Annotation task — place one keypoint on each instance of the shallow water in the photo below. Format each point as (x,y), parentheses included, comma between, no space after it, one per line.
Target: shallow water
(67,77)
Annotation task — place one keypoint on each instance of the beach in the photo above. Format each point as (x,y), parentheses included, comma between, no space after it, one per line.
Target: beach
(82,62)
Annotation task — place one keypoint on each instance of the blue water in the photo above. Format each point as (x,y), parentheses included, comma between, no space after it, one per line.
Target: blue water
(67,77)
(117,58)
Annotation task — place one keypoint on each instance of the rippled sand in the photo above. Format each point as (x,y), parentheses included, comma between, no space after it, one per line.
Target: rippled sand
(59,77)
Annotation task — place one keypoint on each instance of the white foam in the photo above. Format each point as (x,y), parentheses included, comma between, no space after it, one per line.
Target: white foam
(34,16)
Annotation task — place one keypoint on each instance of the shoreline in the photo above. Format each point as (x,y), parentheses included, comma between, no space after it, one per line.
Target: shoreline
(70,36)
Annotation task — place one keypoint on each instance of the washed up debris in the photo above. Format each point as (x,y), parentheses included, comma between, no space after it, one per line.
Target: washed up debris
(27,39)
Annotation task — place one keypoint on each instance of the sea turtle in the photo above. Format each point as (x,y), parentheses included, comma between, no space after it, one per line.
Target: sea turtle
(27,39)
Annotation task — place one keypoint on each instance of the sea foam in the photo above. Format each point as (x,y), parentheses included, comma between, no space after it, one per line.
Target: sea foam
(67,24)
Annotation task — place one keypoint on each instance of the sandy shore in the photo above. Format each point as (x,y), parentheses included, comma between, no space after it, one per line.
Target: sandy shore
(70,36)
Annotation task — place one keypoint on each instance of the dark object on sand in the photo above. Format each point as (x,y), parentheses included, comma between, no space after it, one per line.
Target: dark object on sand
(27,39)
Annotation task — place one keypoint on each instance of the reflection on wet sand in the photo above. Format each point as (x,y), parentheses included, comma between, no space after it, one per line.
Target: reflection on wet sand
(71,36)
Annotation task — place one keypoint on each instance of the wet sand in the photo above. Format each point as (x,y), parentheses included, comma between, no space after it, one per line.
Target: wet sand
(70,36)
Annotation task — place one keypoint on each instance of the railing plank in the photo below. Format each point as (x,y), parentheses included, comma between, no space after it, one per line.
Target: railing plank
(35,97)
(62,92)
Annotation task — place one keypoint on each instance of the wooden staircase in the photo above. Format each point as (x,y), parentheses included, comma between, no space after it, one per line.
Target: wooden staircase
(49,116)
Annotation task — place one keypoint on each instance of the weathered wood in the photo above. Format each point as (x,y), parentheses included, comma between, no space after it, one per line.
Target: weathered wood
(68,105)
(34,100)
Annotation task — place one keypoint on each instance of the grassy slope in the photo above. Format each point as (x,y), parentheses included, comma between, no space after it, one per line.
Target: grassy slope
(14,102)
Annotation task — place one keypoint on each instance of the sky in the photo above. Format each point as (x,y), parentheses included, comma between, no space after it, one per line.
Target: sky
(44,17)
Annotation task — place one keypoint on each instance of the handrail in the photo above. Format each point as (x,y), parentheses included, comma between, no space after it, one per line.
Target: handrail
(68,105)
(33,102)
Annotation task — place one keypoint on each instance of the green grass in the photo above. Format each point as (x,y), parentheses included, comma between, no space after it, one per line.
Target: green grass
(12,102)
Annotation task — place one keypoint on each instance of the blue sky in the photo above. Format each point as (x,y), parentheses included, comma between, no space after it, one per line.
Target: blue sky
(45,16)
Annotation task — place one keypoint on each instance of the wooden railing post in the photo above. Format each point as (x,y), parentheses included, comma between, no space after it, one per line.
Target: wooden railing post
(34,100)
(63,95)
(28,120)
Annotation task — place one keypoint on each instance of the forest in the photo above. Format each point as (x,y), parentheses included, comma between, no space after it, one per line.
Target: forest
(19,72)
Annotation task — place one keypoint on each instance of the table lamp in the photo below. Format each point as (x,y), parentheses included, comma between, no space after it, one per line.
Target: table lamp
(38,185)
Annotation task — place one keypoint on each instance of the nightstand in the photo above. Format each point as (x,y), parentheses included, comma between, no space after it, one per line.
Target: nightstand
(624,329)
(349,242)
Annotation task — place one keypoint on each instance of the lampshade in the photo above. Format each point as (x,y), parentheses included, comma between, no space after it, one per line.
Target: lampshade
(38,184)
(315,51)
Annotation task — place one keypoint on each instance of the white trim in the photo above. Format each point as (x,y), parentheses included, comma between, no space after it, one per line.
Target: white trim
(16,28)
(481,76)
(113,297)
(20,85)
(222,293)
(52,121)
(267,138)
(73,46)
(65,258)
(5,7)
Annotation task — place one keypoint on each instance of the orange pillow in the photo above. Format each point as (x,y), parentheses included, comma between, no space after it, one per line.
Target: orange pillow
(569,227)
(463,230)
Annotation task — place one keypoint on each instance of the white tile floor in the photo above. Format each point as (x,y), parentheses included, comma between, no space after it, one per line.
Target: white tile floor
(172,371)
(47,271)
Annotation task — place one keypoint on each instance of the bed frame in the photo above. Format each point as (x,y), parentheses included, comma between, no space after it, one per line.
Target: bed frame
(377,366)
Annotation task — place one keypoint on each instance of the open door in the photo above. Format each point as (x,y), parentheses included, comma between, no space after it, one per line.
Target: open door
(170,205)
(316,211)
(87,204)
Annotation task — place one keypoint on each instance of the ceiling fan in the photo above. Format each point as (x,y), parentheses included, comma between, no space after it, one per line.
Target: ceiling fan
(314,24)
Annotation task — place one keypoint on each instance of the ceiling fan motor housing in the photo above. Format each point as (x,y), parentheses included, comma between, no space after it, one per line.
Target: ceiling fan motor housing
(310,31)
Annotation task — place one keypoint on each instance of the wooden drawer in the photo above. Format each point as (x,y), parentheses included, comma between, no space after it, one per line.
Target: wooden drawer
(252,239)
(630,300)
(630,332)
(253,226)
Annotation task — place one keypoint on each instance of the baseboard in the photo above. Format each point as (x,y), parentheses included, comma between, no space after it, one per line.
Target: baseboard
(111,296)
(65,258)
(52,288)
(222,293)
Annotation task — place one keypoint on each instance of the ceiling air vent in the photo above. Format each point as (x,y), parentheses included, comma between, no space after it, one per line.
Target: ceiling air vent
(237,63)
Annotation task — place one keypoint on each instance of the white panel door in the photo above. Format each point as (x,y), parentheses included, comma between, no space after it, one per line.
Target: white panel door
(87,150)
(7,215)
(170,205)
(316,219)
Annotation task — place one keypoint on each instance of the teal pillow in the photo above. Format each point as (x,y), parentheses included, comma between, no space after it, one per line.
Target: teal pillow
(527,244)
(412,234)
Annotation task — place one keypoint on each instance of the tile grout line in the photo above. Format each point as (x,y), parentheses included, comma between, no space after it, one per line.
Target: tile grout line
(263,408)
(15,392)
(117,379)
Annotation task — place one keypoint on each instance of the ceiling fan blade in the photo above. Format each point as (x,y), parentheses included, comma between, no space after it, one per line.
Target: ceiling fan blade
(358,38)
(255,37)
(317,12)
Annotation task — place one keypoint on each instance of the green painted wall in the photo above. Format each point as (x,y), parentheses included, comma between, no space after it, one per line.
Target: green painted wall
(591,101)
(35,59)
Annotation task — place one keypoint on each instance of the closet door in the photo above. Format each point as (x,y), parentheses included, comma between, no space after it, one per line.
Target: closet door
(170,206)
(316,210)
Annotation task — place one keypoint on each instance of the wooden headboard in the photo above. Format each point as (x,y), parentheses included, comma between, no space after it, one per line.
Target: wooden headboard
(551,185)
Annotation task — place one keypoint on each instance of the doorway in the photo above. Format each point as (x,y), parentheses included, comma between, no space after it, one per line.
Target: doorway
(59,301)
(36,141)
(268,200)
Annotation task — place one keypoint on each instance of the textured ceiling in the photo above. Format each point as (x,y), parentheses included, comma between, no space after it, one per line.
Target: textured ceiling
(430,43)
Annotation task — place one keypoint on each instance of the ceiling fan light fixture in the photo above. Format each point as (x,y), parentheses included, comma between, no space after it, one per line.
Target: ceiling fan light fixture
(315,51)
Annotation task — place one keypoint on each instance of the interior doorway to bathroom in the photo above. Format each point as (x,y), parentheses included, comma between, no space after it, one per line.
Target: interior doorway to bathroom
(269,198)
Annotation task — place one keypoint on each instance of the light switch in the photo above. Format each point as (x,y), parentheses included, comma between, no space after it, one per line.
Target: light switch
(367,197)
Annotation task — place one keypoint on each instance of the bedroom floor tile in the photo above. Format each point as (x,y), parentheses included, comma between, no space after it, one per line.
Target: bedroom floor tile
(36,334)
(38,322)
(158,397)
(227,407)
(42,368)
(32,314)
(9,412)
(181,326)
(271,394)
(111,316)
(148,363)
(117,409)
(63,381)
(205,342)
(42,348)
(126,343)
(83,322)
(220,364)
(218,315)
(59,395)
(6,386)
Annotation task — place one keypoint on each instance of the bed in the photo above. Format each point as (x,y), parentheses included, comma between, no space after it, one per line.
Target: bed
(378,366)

- PROBLEM:
Output, unchanged, the lines from the line with "of the interior" through the final line of the material.

- SOLUTION:
Annotation task — place one keypoint on each instance of the interior doorway to bathroom in the photo above. Format each point as (x,y), parentheses included, comma between, no space after it, one per line.
Target: interior doorway to bathroom
(269,198)
Annotation task — place one keypoint on each instance of the light switch in the photo above. Format each point as (x,y), parentheses included, comma between, no space after it, one per line.
Target: light switch
(367,197)
Annotation task — place one keypoint on each instance of the bedroom floor tile in the photo above. Format each point as (x,y), parentheses included, comma between, no space after it, one per line.
Target: bedroom floor tile
(36,334)
(38,322)
(158,397)
(227,407)
(42,368)
(32,314)
(9,412)
(181,326)
(271,394)
(111,316)
(148,363)
(117,409)
(63,381)
(205,342)
(42,348)
(126,343)
(83,322)
(220,364)
(218,315)
(59,395)
(6,386)
Annotation task — place one keypoint on each instance of the bed in the photo above. Format each point as (x,y), parentheses included, comma between, no space after it, one per line.
Target: bed
(378,366)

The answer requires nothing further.